**What needs to be done**
Copy out all of the items below word for word, omitting the pictures.

**Provided records**
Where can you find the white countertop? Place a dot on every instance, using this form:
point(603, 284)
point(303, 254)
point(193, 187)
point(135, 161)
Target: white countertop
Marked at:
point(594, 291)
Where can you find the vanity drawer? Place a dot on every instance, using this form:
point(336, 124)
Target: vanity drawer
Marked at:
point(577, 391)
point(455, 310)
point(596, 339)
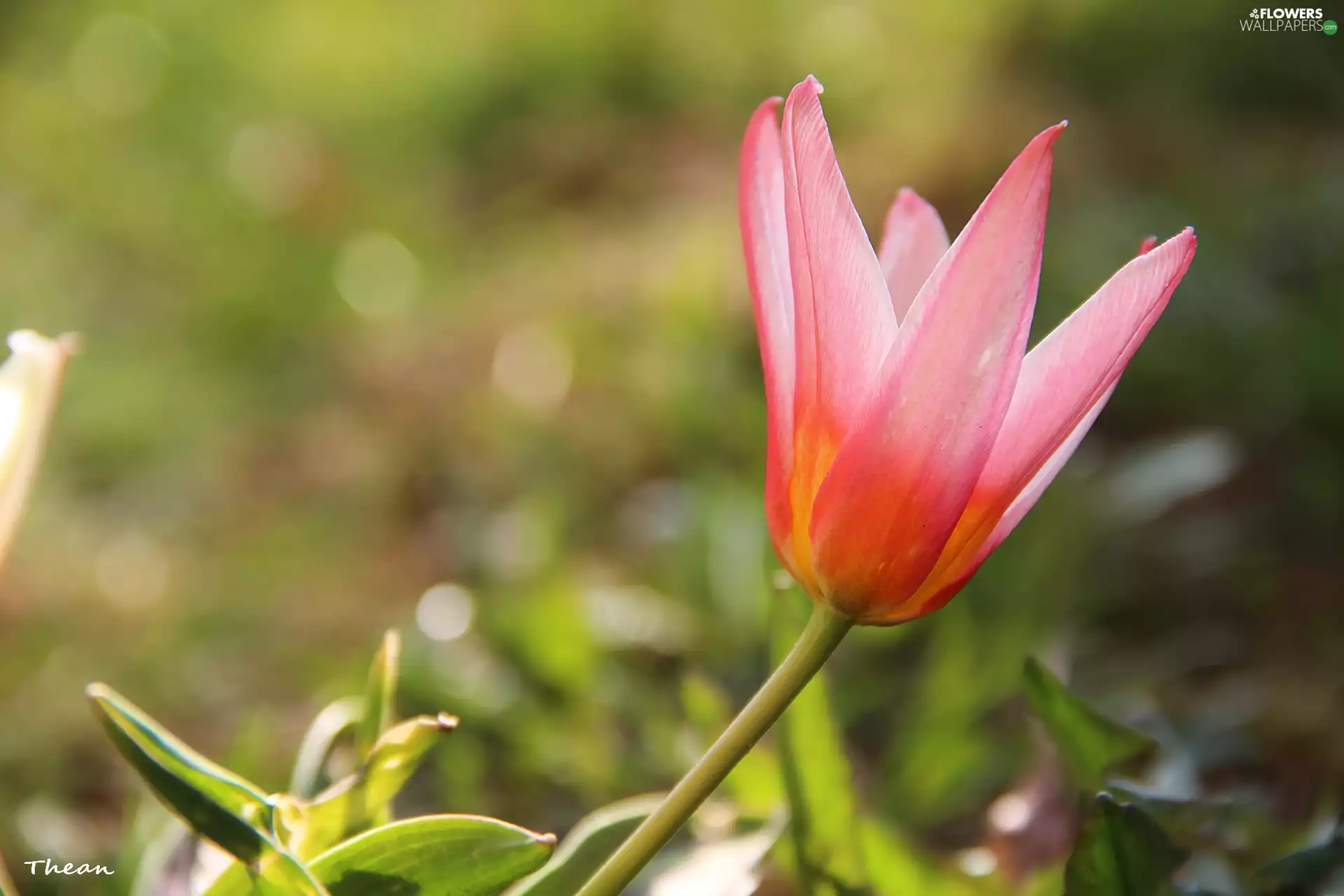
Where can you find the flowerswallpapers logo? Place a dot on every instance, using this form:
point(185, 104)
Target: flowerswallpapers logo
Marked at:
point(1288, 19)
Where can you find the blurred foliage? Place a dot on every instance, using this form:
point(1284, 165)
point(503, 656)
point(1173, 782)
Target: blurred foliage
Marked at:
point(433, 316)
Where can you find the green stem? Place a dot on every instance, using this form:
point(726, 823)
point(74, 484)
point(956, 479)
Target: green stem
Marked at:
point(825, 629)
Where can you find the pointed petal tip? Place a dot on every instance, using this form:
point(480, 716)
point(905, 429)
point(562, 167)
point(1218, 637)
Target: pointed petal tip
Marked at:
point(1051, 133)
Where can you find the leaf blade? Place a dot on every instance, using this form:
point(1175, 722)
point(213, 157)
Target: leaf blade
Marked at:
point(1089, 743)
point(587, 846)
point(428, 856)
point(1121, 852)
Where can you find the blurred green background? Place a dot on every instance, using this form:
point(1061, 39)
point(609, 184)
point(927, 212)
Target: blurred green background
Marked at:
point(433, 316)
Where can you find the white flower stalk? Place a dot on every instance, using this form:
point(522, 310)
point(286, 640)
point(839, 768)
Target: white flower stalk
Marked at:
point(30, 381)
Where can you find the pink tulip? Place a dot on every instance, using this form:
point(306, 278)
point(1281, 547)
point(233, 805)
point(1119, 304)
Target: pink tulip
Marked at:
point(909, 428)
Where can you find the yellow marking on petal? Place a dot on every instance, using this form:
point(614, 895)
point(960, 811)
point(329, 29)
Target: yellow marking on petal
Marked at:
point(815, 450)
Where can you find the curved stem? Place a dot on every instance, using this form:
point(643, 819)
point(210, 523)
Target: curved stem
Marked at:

**Answer to the exercise**
Where can you find the white countertop? Place a dot on every instance, using this form:
point(603, 284)
point(303, 254)
point(193, 187)
point(135, 161)
Target: white countertop
Marked at:
point(594, 291)
Where can you find the vanity drawer? Place a dot on every instance, using this form:
point(336, 124)
Target: vanity drawer
Marked at:
point(577, 391)
point(455, 310)
point(596, 339)
Where can you find the flowerswallpapers logo? Place a dot on every instance, using this form:
point(185, 104)
Target: flowerswallpapers logo
Marked at:
point(1288, 19)
Where can you find the blurred foliage? Place a dot on every instance, using this form:
point(1284, 165)
point(503, 656)
point(1173, 782)
Target: blurred foliage
Marked at:
point(433, 316)
Where can you find the green stem? Place a dot on every instance, using this form:
point(726, 823)
point(74, 484)
point(956, 479)
Target: green stem
Marked at:
point(825, 629)
Where can you find the pointed petal tip? Place a dot on every instance, using this form:
point(480, 716)
point(905, 429)
point(562, 167)
point(1218, 637)
Target: pointed petal tip
Marked at:
point(1051, 133)
Where can you find the leaf blade? Place a dot on every instance, using this form:
point(1175, 722)
point(213, 157)
Target: leaf blade
Marked at:
point(1089, 743)
point(587, 846)
point(428, 856)
point(1121, 852)
Where can you find the blurred green background? Place a dot on every instance, using this form:
point(1061, 39)
point(609, 184)
point(927, 212)
Target: blurred green background
Marked at:
point(433, 316)
Where can you find the white flower stalk? Place a dot on every instance, using this form:
point(522, 310)
point(286, 640)
point(839, 768)
Target: white flower stalk
Marked at:
point(30, 381)
Where can you find the pink tulip? Place a dot on every instance, using this form:
point(306, 278)
point(1281, 547)
point(233, 805)
point(1119, 304)
Target: pink tulip
Marked at:
point(909, 428)
Where can you find the yellow marking on petal? Place a dot on every instance, using this form:
point(614, 895)
point(960, 811)
point(329, 29)
Target: yellow marking on petal
Marked at:
point(815, 450)
Where can you find the curved stem? Place a dot on every instance, using this form:
point(643, 819)
point(210, 523)
Target: curved stem
Marked at:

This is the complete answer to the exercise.